A letter from the Bishop of Durham, on "the subject of
the Papal Aggression, has been published. It is
addressed to the Archdeacon of Lindisfarne, and indicates
the measures which, in the writer's opinion, are called
for at the present time. On this head the bishop says:
—"I am persuaded that no wish exists generally for
any measure but what self defence requires. An
outrageous attack has been made upon us; but I trust
adequate means may be devised for our own security without
disturbing the free exercise of religion by others or
infringing their rights of conscience. It surely cannot
be necessary to the maintenance of these great ends that
a foreign potentate should be permitted to insult a great
nation, trample upon the rights of the sovereign as
secured by law, and disturb the peace and good order of
the Established Church. In order to prevent such evils,
it may be necessary to provide some restrictions upon
the introduction and circulation of Papal bulls in this
island; and to prohibit the assumption of episcopal titles
conferred by Rome and deriving the name from any
place in this country. It may also be desirable to
forbid the existence of monastic institutions, strictly so
called; nor can the residence of any Jesuits appear
otherwise than injurious among Scotch and English
Protestants. That order is well known to have shown
itself so dangerous, that it was suppressed by Clement
XIV. in 1773, with the approbation of all wise and good
men. What species or amount of merit may have
brought them again into favour at Rome, I profess
myself unable to determine; but I am sure you will
agree with me, that a body of men whose principles and
conduct have been so justly reprobated in Catholic
countries cannot be looked upon as desirable neighbours
among Protestants like ourselves."

■ **DIRECTION 1**: Reproduce verbatim the portion of the records that begins with the line containing "Locate the suit" and continues through the end of the records, including both the first and last lines.
The letter and the records come from separate sources.

Data records
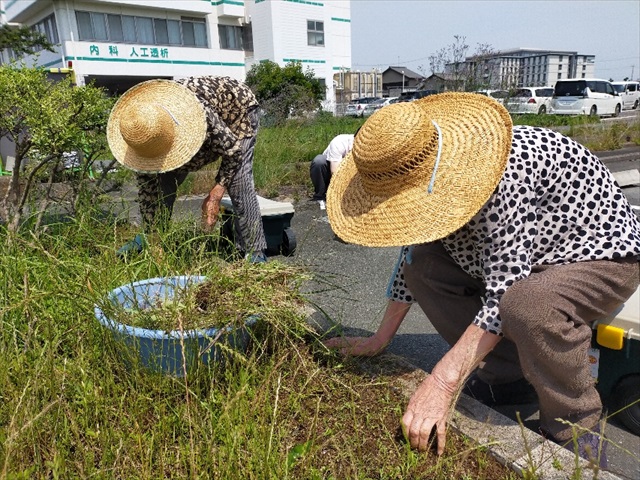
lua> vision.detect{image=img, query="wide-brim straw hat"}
[327,93,513,247]
[107,80,207,173]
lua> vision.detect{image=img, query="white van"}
[613,81,640,110]
[549,78,622,117]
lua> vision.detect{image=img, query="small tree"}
[420,35,495,91]
[245,61,325,123]
[0,65,111,231]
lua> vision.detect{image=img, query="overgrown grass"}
[0,212,516,480]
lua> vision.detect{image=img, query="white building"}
[458,48,596,88]
[0,0,351,108]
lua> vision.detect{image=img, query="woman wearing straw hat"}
[107,76,267,262]
[326,93,640,466]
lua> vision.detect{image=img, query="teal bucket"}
[94,276,257,377]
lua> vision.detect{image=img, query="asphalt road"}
[287,147,640,480]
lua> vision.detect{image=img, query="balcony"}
[211,0,244,18]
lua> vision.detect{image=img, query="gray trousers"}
[136,109,267,253]
[405,242,640,440]
[309,153,331,200]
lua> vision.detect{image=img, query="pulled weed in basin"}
[103,261,307,332]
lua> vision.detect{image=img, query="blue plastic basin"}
[94,276,257,377]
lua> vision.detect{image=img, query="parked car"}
[549,78,622,117]
[398,90,438,102]
[504,87,553,115]
[474,90,509,103]
[344,97,379,117]
[364,97,398,117]
[612,81,640,110]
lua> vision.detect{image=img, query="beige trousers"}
[405,242,640,440]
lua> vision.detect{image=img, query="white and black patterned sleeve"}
[470,181,538,335]
[387,247,415,303]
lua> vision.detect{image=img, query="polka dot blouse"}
[387,126,640,335]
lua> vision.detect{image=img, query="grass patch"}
[0,212,517,479]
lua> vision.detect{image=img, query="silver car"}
[504,87,553,115]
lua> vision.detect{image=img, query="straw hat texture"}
[327,93,513,247]
[107,80,207,173]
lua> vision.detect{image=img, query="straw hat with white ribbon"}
[327,93,512,247]
[107,80,207,173]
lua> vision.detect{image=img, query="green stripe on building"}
[211,0,244,7]
[282,58,327,63]
[67,57,245,67]
[284,0,324,7]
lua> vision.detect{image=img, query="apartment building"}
[458,48,596,89]
[0,0,351,109]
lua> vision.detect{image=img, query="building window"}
[181,17,207,47]
[31,15,60,46]
[242,23,253,52]
[75,12,208,47]
[307,20,324,47]
[218,25,242,50]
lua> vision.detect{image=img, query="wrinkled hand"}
[402,374,457,455]
[323,336,387,357]
[202,185,229,232]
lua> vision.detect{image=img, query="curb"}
[359,353,622,480]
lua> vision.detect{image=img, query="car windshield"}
[490,90,509,98]
[555,80,587,97]
[536,88,553,97]
[512,88,531,98]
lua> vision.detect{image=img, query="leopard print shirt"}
[175,76,258,187]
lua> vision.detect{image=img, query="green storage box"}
[220,195,296,256]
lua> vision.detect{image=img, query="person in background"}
[107,76,267,263]
[309,130,358,208]
[326,93,640,468]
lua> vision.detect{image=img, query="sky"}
[351,0,640,80]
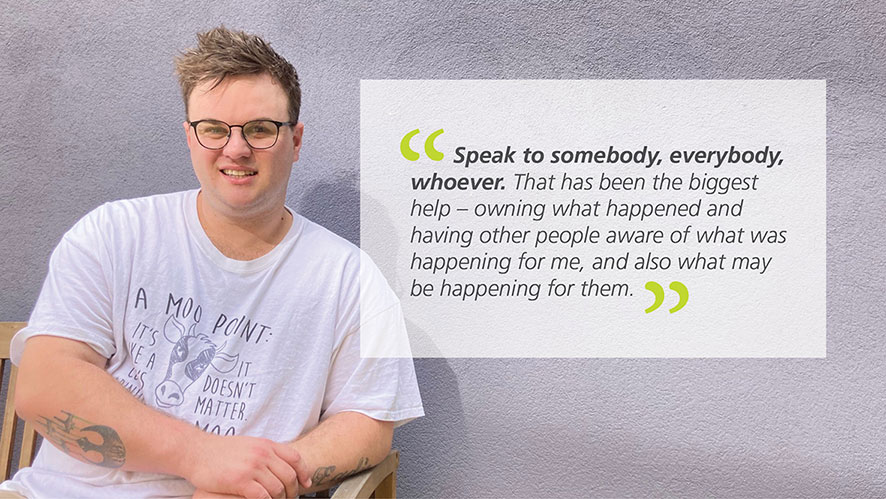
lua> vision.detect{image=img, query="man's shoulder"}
[93,190,197,214]
[290,210,362,260]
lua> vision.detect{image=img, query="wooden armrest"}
[332,449,400,499]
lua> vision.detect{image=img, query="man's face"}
[184,74,304,218]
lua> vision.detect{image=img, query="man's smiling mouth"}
[222,170,258,177]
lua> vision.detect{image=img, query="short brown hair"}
[175,26,301,122]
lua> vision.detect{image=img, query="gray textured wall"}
[0,0,886,497]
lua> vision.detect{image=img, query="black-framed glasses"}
[188,120,295,150]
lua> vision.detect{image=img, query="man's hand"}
[182,433,311,498]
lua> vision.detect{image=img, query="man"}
[0,28,423,497]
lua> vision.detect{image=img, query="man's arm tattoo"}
[36,411,126,468]
[311,457,369,485]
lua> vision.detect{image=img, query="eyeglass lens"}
[195,120,279,149]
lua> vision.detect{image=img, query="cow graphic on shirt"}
[154,315,240,408]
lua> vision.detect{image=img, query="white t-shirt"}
[0,191,424,497]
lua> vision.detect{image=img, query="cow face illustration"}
[154,315,240,408]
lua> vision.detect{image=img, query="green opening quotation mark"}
[400,128,443,161]
[646,281,689,314]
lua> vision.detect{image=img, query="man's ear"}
[182,121,191,149]
[292,121,305,163]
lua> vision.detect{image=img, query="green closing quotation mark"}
[646,281,689,314]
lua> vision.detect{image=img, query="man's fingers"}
[243,481,271,499]
[257,470,287,499]
[268,456,298,497]
[275,444,311,488]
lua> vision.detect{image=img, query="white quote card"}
[360,80,826,357]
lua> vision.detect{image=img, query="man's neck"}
[197,192,292,260]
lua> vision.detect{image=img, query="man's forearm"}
[292,411,394,492]
[16,337,202,476]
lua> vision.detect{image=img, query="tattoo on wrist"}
[311,457,369,485]
[36,411,126,468]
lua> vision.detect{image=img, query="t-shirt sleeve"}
[320,255,424,427]
[10,208,116,364]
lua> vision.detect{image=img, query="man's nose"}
[224,128,252,158]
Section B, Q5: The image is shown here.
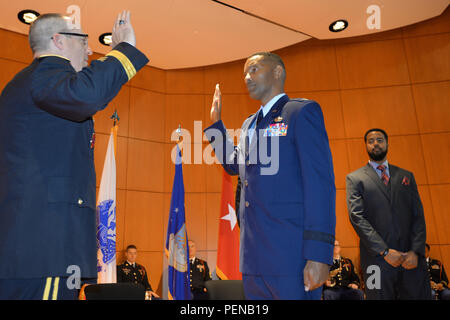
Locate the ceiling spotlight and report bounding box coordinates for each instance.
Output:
[328,19,348,32]
[98,32,112,46]
[17,9,39,24]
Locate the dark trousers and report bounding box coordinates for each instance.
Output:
[323,287,364,300]
[361,256,431,300]
[0,277,78,300]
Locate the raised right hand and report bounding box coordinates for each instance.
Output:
[111,10,136,48]
[210,84,222,123]
[384,249,405,268]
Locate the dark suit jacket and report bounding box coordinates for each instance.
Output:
[346,164,426,265]
[117,261,153,291]
[205,95,336,276]
[189,258,211,292]
[0,43,148,279]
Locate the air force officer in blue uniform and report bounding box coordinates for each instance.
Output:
[0,12,148,299]
[205,53,336,299]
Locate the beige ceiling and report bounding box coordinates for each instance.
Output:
[0,0,449,69]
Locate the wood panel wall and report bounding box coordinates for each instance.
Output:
[0,9,450,293]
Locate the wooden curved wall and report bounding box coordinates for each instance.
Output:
[0,10,450,293]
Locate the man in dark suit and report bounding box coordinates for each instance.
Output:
[346,129,431,300]
[425,243,450,300]
[189,240,211,300]
[0,11,148,299]
[117,244,159,299]
[205,52,336,299]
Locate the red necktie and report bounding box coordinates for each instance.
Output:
[377,164,389,186]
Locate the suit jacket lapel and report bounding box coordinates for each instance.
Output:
[247,94,289,152]
[364,163,392,201]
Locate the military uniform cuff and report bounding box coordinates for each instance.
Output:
[303,235,334,265]
[106,42,149,80]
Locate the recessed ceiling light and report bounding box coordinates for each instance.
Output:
[98,32,112,46]
[328,19,348,32]
[17,9,39,24]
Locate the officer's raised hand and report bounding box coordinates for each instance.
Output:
[211,84,222,123]
[111,10,136,48]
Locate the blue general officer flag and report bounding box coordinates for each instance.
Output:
[166,145,191,300]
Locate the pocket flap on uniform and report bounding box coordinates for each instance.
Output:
[47,177,75,202]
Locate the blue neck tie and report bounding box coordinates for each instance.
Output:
[256,109,264,126]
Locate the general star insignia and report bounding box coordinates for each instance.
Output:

■ **DIRECTION 2**: According to the bishop's letter, what are the things a foreign potentate should not be permitted to do? List each one.

■ **TASK RESPONSE 1**:
Locate the suit jacket lapel and report bounding box coordinates for each instance.
Output:
[247,94,289,152]
[364,163,392,201]
Locate the military uniform cuff and report bounding box coordinates for each instance.
Output:
[303,235,334,265]
[106,42,149,80]
Locate the recessed ceiling light and report bounding box coordinates for each instance.
Output:
[98,32,112,46]
[328,19,348,32]
[17,9,39,24]
Locate the officer's raised hand and report bounding box coordinates for each instance.
Output:
[211,84,222,123]
[111,10,136,48]
Locate the blue general officer flag and report bounding box coordinates for each instance.
Output:
[166,145,191,300]
Locate the pocket flap on uniform and report bounding box coordinates for each instance.
Output:
[47,177,75,202]
Locate the blue neck tie and report bounding box coordinates for each instance.
Output:
[256,109,264,126]
Locate the general star insignia and report bounding box coordinates for each instance.
Output:

■ **TASK RESPONSE 2**:
- Insult a great nation
- Trample upon the rights of the sovereign as secured by law
- Disturb the peace and good order of the Established Church